[TASK STATEMENT]:
Copy all of the data below word for word, but leave the pictures out.

^^^^^^^^^^^^^^^^

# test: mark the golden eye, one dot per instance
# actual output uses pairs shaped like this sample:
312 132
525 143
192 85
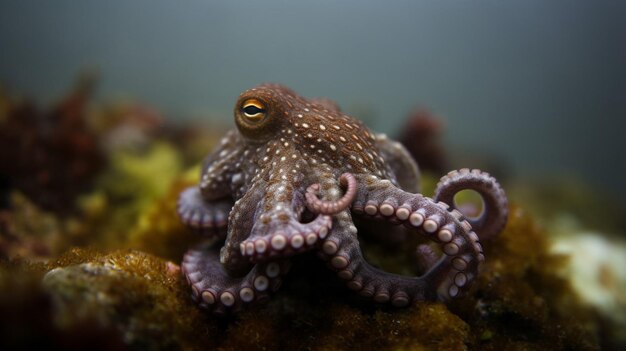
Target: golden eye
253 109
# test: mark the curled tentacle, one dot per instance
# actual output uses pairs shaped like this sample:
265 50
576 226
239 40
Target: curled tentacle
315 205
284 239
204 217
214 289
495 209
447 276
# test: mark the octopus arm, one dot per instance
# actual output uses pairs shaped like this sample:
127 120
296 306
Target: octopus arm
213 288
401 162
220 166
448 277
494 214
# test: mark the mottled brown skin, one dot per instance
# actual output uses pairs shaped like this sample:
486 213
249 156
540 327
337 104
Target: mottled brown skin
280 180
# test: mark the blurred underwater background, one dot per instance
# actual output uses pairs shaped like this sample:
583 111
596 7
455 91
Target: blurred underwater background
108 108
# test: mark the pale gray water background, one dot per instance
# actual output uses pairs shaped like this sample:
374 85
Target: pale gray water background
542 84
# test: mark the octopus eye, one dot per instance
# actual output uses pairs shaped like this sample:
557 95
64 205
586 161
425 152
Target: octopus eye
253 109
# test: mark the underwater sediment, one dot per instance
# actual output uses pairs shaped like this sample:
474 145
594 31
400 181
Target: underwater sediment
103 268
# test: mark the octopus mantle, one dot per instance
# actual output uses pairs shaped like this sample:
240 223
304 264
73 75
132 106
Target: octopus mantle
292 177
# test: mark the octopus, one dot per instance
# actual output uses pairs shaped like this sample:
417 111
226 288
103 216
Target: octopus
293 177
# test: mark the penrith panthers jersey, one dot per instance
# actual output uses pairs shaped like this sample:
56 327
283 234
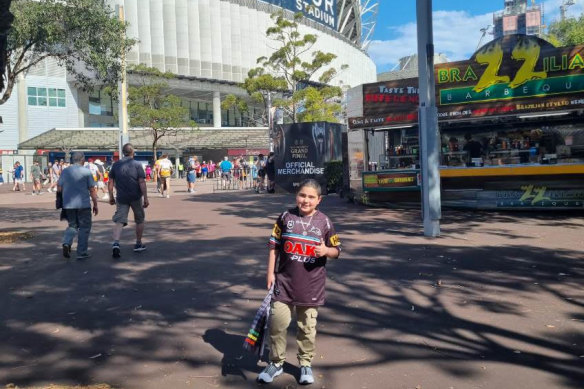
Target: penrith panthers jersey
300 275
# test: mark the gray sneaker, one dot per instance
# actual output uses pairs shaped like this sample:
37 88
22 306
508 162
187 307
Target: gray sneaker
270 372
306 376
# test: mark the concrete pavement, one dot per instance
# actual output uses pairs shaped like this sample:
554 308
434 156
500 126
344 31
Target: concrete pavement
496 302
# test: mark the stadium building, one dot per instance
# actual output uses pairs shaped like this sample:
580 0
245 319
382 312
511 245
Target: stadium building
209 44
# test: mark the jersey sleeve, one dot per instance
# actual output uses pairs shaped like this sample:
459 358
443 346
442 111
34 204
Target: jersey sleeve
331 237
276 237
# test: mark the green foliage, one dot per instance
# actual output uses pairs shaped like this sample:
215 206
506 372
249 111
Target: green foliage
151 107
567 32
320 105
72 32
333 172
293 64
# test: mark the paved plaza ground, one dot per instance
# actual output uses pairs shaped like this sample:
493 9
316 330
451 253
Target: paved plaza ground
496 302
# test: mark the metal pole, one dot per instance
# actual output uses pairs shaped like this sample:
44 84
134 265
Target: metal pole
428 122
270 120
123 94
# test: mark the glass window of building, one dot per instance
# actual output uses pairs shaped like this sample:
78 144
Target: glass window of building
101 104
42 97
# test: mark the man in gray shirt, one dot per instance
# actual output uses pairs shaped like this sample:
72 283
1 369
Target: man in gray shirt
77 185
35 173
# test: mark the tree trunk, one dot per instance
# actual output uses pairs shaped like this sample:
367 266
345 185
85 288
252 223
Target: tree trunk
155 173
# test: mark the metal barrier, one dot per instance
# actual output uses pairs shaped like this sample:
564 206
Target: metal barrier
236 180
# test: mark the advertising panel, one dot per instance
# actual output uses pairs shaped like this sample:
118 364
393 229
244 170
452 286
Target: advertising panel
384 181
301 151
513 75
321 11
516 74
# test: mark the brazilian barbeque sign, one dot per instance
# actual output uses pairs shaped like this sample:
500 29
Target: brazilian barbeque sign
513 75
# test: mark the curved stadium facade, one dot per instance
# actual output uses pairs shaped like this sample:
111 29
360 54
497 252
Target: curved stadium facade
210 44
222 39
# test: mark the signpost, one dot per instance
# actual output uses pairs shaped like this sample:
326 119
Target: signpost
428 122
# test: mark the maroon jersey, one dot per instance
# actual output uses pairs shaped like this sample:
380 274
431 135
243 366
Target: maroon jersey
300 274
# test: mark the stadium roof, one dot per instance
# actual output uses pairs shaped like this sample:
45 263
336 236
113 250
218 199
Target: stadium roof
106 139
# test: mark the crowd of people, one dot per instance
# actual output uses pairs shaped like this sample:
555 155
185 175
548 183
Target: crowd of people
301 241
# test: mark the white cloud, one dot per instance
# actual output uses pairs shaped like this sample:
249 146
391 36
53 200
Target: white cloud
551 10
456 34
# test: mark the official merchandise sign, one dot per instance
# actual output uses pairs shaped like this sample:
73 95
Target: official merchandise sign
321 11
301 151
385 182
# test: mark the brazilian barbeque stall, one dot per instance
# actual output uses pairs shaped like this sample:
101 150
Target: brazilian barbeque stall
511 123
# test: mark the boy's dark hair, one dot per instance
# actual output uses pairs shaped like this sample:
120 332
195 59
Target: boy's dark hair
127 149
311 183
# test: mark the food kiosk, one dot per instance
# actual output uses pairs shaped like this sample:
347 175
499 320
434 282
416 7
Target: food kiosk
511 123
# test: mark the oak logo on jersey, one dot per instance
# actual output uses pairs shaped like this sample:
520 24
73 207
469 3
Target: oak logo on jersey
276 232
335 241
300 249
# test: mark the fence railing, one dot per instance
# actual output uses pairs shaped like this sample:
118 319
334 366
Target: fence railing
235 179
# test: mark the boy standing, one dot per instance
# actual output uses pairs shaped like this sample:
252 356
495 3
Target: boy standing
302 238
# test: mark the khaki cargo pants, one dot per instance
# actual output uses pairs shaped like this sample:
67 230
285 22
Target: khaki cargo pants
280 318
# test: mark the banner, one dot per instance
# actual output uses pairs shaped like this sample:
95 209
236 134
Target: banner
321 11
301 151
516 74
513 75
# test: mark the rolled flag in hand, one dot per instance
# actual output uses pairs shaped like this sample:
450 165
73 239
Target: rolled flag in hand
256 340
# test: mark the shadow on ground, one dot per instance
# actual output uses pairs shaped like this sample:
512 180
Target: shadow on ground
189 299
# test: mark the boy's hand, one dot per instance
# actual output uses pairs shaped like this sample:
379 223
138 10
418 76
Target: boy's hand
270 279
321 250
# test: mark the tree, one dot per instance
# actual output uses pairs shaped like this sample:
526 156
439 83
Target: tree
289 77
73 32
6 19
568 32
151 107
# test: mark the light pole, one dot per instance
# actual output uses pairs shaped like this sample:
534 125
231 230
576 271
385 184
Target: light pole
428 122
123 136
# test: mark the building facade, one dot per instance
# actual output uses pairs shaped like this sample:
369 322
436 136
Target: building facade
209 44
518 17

^^^^^^^^^^^^^^^^

[RESPONSE FOR THIS EXERCISE]:
# test: mark the golden eye, one dot per instance
# actual output uses pairs shaped like this sample:
312 132
525 143
192 85
Target: golden eye
253 109
# test: mark the curled tentacle, one dot per instance
# actual output uses pairs shaped like this sample:
265 50
576 226
239 40
Target: curled tentacle
315 205
284 239
204 217
214 289
495 209
447 276
# test: mark the octopus arm, one dot per instance
# actual output uses pairs shaped like this sample:
127 120
296 306
Target: octopus arm
213 288
401 162
220 166
448 277
494 214
# test: mark the mottled brown skin, one dot per instance
# actual output uses pairs shaped like this sample:
486 213
249 156
540 327
337 104
Target: mottled brown skin
280 180
# test: mark the blurred underwater background, one dot per instance
# actual output uses pairs shaped like this sample:
583 111
596 7
455 91
Target: blurred underwater background
108 108
# test: mark the pale gray water background, one dot per instance
# actual output uses pairs shaped like this sample:
374 85
Target: pale gray water background
542 84
# test: mark the octopus eye, one dot per instance
# actual output uses pairs shaped like this sample:
557 95
64 205
586 161
425 152
Target: octopus eye
253 109
# test: mark the underwater sediment, one dot per instance
# actual output uses pairs shaped like this sample:
474 145
594 31
400 181
Target: underwater sediment
103 268
# test: mark the octopus mantle, one dot per instance
# actual output uses pairs shaped like this sample:
240 223
304 264
73 75
132 106
Target: octopus mantle
292 177
# test: mark the octopus, one dot per instance
# actual output uses pairs shaped like this sample:
417 111
226 288
103 216
Target: octopus
293 177
# test: mark the penrith panthers jersey, one dot per instance
# actual output uses pairs shaped like this sample:
56 327
283 234
Target: penrith panthers jersey
300 275
# test: mark the gray sneaker, one dot per instance
# actual output uses pairs shaped like this sample:
37 88
22 306
508 162
187 307
Target: gray sneaker
270 372
306 376
# test: mark the concrete pavement, one dot per instance
# actual output uses pairs shaped like this sample:
554 308
434 156
500 126
344 31
Target: concrete pavement
496 302
# test: mark the stadium building, one dot per instance
# actual output uses pairs shaped like this sample:
580 0
245 319
382 312
511 245
Target: stadium building
209 44
# test: mark the jersey sleeve, one dot per instance
# actual output uses pairs shaped like this sample:
459 358
443 346
442 111
34 204
Target: jersey sleeve
331 237
276 237
# test: mark the green foliage, one dot per instance
# actual output uses pairs shaped like this sample:
215 206
506 372
249 111
Target: green foliage
151 107
567 32
320 105
72 32
333 172
293 64
# test: mark the paved plaza ground, one dot per instance
# actual output uses pairs shaped like this sample:
493 9
316 330
451 253
Target: paved plaza ground
496 302
# test: mark the metal pole, one dot per instance
# actual output uses pairs shaped like this sample:
44 84
134 265
Target: metal pole
428 122
270 120
123 94
# test: mark the glass window of building, one dot per instance
# actual output uses pairs shaped like this sample:
78 144
Target: glass window of building
101 104
42 97
# test: mark the man in gray shirt, one dot per instance
# actual output uses pairs shaped like this sample:
72 283
1 369
Target: man in gray shirt
77 185
35 173
# test: mark the tree trunk, one dot per instance
# actual output uses pairs shaped like this sample:
367 266
345 185
85 288
252 223
Target: tree trunk
155 173
# test: mark the metal barrier, one dot per instance
# actual output uses pairs shaped like this sample:
564 206
Target: metal barrier
236 180
# test: mark the advertising panel, one dot per instance
# actual output uses pairs shaped like this sample:
118 364
393 229
244 170
452 286
Target: advertising panel
384 181
301 151
513 75
321 11
516 74
# test: mark the brazilian barbeque sign, one dot per instance
# actual output uses pairs shaped like this sample:
500 29
Target: brazilian barbeque sign
513 75
# test: mark the curved stadium facade, one dot per instance
# actual output uses pairs shaped like this sample:
111 29
360 54
497 252
Target: curved stadium facade
210 44
222 39
# test: mark the signpost, one dot per instance
# actual output uses pairs shaped like this sample:
326 119
Target: signpost
428 122
# test: mark the maroon jersey, one dot per instance
# actual output uses pairs shaped like this sample:
380 274
431 135
243 366
Target: maroon jersey
300 274
# test: mark the stadium roof, one dot per instance
# actual output uses pairs shaped like this sample:
45 263
336 236
113 250
218 199
Target: stadium roof
106 139
# test: mark the crowd of people, one dot per instance
# actual output uses pairs shaped like this sample:
555 155
185 175
548 183
Target: crowd of people
301 241
# test: mark the white cloud, one dot per instance
# actual output uses pairs shaped like this sample:
249 146
391 36
53 200
Target: white cloud
551 10
456 34
# test: mark the official merchandise sign, one dot per instance
# actual output uses pairs shaped like this sample:
73 95
Target: official merchandise sign
321 11
301 151
385 182
# test: mark the brazilian barbeque stall, one dot per instance
# actual output uses pairs shaped like this sample:
101 150
Target: brazilian barbeque stall
511 123
# test: mark the boy's dark hair, one dot per instance
# actual output uses pairs shaped like this sample:
120 332
195 59
Target: boy's dark hair
127 149
311 183
# test: mark the food kiosk, one dot per instance
# actual output uses pairs shaped like this sample:
347 175
499 320
434 282
416 7
Target: food kiosk
511 123
# test: mark the oak logo on jersey, one dot per instance
# actual output uses pairs shaped like this sample:
520 24
73 207
469 3
Target: oak logo on jersey
276 232
335 241
300 249
# test: mark the fence railing, one dot per instance
# actual output uses pairs shaped like this sample:
118 319
334 366
Target: fence railing
235 179
# test: mark the boy standing, one dot per instance
# actual output uses pairs shaped like this sample:
252 356
495 3
Target: boy standing
302 238
# test: mark the khaki cargo pants, one dot per instance
# actual output uses pairs shaped like this sample:
67 230
285 22
Target: khaki cargo pants
280 318
# test: mark the banner, one dot per instance
# actual output uses pairs shaped like this sample:
95 209
236 134
Target: banner
321 11
301 151
516 74
513 75
# test: mark the rolled flag in hand, one dot per instance
# actual output uses pairs shaped like this sample:
450 165
73 239
Target: rolled flag in hand
256 340
# test: mark the shadow on ground, one dot per instance
# actual output uses pairs shaped like this sample:
512 180
Target: shadow on ground
189 299
# test: mark the boy's hand, one dot per instance
# actual output uses pairs shaped like this sample:
379 223
138 10
418 76
Target: boy's hand
270 279
321 250
# test: mark the tree, one dot per instance
# actual output uses pairs shaped like this sample:
526 156
439 83
Target: tree
289 77
73 32
6 19
568 32
151 107
# test: mark the light pole, one dot per instance
# actual output uses pairs shaped like this sample:
534 125
231 230
576 271
385 184
Target: light pole
428 122
123 136
# test: mark the building facade, one dot per instance
# actual output uses pairs shaped like this sample:
369 322
436 136
Target: building facade
209 44
518 17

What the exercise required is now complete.